Extracted text >>
● ● ● ● ●
Reputation: 9
So I've been trying to parse the cities from this site:https://en.wikipedia.org/wiki/List_of_cities_in_Switzerland
I'm new to jsoup ,so I tried to fetch the names of the cities ,but I get every element of the city.
Document doc = Jsoup.connect("https://en.wikipedia.org/wiki/List_of_cities_in_Switzerland").userAgent("Mozilla").get();
String title = doc.title();
Elements test = doc.select("table.wikitable").select("tbody").select("tr");
for (Element link : test) {
Elements temp = link.select("td").select("a");
System.out.println(temp.text());
}
For example,I get this Aarberg Aarberg Bern,while I wanted just Aarberg
Upvotes: 0
Views: 31
Reputation: 124225
You are overcomplicating things by adding so many select
invocations. You can simplify your code by using one select
in which you point each elements you want to find. Use space to describe ancestors-descendent relationship.
Anyway select("td")
picks every td
in selected tr
. Then you are gathering each a
link in these selected td
.
To pick only first td
in each tr
you can use selector td:eq(0)
. Then you can pick each a
from each first td
.
Anyway your code be simplified to something more like:
Elements links = doc.select("table.wikitable tr td:eq(0) a");
for (Element link : links) {
System.out.println(link.text());
}
To learn more about selectors visit http://jsoup.org/cookbook/extracting-data/selector-syntax where you can find description of :eq(n)
:eq(n)
: find elements whose sibling index is equal ton
; e.g.form input:eq(1)
Upvotes: 3
● ● ● ● ●
Extracted data >>
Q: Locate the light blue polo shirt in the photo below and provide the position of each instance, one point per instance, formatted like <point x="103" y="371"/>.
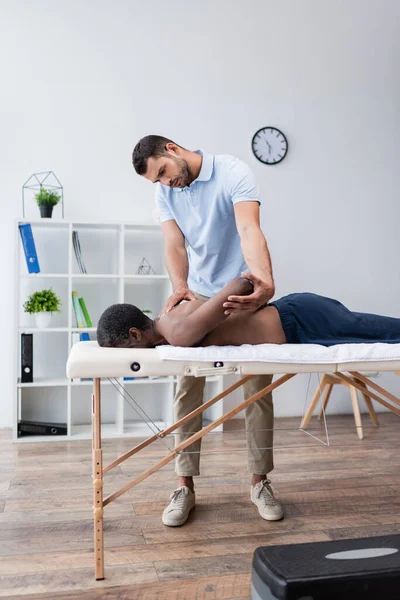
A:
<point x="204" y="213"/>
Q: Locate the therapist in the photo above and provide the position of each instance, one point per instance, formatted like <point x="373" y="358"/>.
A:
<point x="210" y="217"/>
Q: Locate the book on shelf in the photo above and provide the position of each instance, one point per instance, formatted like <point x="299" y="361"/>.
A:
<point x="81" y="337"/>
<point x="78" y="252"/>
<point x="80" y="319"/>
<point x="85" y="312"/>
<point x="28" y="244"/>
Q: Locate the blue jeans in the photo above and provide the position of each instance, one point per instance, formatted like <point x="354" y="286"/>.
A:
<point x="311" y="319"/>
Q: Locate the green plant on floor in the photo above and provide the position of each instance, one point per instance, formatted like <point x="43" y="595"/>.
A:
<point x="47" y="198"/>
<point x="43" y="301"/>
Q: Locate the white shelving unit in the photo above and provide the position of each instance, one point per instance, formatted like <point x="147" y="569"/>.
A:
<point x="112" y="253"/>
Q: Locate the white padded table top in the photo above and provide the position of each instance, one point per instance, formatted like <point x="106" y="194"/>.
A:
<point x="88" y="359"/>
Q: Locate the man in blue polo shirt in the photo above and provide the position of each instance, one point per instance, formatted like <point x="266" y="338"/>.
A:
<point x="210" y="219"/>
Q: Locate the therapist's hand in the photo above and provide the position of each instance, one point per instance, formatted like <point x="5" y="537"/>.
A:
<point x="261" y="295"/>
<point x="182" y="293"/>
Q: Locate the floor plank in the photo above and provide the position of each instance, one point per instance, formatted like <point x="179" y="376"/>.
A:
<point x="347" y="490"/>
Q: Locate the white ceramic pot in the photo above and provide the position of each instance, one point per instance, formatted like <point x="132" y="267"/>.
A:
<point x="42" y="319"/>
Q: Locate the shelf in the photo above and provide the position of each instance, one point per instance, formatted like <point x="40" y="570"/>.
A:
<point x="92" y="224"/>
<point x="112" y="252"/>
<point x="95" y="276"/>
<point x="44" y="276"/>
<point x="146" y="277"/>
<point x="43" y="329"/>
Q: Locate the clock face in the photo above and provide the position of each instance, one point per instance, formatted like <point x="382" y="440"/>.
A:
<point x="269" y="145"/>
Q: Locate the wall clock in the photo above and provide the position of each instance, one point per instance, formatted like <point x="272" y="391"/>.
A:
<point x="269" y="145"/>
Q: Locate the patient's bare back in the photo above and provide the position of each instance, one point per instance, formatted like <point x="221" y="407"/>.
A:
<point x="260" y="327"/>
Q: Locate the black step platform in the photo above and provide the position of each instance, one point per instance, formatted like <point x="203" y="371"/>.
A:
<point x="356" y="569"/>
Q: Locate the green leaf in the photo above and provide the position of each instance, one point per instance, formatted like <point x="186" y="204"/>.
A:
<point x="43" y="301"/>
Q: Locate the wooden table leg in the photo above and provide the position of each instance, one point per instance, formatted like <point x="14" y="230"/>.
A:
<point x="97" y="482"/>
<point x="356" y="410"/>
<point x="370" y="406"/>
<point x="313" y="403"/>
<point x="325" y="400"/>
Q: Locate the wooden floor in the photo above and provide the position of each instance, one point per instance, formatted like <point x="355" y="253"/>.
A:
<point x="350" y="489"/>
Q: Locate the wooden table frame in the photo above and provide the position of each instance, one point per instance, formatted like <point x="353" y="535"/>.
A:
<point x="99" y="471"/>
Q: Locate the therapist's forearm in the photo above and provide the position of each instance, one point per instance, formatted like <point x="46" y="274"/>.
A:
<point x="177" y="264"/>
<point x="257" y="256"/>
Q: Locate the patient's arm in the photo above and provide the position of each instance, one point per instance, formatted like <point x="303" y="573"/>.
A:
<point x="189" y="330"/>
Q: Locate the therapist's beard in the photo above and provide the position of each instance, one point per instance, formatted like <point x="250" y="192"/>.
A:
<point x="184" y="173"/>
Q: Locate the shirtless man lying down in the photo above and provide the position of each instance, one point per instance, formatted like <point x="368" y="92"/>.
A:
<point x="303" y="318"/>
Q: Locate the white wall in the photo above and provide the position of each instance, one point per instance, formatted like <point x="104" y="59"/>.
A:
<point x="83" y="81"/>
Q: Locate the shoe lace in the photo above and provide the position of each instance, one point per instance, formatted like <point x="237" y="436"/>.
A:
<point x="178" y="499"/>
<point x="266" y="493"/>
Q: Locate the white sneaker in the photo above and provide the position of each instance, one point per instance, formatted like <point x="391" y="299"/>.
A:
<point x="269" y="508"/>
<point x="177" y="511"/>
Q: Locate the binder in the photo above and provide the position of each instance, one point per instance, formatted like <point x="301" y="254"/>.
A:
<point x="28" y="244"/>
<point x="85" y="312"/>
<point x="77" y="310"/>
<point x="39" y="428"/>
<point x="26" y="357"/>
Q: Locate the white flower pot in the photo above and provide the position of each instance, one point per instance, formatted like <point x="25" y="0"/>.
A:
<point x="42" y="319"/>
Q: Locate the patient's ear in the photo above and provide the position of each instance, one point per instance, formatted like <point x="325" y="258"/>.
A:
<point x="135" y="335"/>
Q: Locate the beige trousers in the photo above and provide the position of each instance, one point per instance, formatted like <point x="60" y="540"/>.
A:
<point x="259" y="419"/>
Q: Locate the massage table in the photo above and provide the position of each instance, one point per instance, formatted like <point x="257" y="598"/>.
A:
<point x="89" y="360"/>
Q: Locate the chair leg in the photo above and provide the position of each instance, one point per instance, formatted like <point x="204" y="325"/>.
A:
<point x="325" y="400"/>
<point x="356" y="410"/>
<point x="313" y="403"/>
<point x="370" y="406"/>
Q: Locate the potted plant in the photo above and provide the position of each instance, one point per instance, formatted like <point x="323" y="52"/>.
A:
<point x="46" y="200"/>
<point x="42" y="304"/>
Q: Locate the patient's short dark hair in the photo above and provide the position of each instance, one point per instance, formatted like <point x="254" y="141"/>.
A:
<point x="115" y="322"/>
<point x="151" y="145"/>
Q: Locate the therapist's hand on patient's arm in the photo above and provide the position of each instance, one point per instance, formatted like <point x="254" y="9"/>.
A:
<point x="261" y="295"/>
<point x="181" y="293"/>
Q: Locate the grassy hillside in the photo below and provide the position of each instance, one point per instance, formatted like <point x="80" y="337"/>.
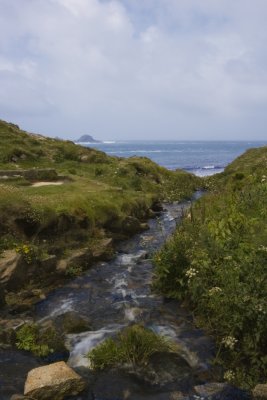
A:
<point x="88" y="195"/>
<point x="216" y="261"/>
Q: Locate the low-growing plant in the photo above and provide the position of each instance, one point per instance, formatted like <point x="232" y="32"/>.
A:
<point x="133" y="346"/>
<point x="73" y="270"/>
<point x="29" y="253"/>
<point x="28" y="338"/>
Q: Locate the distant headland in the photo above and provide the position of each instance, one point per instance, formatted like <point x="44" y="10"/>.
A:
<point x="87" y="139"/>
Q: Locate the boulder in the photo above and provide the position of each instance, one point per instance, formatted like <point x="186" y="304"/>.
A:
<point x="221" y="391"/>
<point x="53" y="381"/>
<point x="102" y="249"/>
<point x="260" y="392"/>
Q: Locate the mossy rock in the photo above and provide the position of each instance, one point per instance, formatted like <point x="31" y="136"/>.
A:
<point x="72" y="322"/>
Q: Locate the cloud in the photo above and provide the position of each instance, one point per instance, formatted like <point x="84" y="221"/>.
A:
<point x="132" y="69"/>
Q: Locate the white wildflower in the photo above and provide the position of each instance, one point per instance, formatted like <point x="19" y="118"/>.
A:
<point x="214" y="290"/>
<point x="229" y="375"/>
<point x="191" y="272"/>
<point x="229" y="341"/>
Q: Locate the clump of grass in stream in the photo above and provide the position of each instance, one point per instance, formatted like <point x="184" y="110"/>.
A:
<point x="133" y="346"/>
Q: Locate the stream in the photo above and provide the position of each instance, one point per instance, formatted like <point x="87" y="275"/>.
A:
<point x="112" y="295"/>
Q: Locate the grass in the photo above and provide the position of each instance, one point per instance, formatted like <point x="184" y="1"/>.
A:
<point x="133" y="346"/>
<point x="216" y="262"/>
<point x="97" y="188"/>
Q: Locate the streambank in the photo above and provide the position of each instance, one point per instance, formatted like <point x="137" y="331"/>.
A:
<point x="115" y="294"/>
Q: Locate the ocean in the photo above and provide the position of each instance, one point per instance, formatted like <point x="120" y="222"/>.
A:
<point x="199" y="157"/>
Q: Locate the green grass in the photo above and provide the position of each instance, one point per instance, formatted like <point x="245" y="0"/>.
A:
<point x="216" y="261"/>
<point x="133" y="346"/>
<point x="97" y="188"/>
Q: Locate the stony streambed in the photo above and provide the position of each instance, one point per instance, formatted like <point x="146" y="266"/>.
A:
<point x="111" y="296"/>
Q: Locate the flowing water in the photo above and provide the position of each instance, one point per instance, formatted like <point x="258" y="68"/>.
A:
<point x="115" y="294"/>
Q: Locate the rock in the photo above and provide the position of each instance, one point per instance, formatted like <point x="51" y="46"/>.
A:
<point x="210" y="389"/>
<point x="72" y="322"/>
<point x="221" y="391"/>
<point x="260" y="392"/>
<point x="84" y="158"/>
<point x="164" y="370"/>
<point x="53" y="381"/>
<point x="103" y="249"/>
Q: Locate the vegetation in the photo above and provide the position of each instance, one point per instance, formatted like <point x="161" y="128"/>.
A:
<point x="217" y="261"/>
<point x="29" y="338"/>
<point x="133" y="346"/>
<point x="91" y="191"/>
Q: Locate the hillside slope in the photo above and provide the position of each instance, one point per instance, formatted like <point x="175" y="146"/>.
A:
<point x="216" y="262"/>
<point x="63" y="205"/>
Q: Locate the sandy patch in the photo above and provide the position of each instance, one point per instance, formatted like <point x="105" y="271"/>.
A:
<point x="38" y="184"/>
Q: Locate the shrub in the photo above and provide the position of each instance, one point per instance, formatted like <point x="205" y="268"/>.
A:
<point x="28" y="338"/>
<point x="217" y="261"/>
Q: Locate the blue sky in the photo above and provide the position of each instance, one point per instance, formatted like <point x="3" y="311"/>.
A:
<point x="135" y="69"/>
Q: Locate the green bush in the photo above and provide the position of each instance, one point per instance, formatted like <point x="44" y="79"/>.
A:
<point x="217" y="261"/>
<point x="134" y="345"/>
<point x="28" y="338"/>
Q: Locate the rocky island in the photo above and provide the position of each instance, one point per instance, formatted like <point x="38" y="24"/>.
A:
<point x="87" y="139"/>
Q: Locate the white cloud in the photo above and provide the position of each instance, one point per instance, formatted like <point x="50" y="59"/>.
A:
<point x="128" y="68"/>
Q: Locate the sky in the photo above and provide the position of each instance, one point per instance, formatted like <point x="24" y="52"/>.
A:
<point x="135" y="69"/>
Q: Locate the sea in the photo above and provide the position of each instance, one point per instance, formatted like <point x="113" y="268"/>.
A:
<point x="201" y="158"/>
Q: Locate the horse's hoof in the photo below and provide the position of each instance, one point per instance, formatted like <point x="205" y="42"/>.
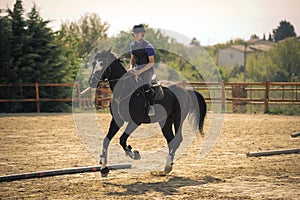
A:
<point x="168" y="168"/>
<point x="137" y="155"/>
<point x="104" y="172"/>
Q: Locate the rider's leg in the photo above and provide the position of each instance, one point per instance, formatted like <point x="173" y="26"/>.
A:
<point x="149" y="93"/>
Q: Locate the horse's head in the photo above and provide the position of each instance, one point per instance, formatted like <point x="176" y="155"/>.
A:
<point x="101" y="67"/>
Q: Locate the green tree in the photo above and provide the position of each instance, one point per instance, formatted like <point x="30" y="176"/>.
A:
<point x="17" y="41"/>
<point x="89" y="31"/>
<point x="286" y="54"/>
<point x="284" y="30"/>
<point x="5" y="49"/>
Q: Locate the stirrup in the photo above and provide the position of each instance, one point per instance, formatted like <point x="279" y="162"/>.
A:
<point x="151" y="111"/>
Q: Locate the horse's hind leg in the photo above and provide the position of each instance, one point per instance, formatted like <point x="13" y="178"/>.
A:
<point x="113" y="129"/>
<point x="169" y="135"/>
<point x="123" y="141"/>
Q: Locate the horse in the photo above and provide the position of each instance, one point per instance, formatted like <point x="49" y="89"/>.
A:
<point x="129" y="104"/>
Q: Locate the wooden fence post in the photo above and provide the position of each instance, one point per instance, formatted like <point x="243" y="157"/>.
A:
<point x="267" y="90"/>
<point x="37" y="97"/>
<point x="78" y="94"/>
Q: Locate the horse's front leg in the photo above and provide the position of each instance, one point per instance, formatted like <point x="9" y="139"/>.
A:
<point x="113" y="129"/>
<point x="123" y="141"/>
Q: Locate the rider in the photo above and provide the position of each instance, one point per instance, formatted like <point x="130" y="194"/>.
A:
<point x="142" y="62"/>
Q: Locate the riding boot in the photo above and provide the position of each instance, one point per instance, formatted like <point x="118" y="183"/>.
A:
● ● ● ● ●
Task set >>
1: Translate this sentence from the forum thread on parsing Wikipedia with jsoup into Spanish: "You are overcomplicating things by adding so many select invocations."
2: Show each line of the entries that contains the string "wall".

Answers for the tasks >>
1: Estás complicando demasiado las cosas al añadir tantas invocaciones de select.

2:
Q: Locate the wall clock in the photo above and provide the position of each instance, one point per instance, formatted like <point x="272" y="391"/>.
Q: Locate the white wall in the photo above and provide the position of each instance, one point per instance, formatted like <point x="104" y="59"/>.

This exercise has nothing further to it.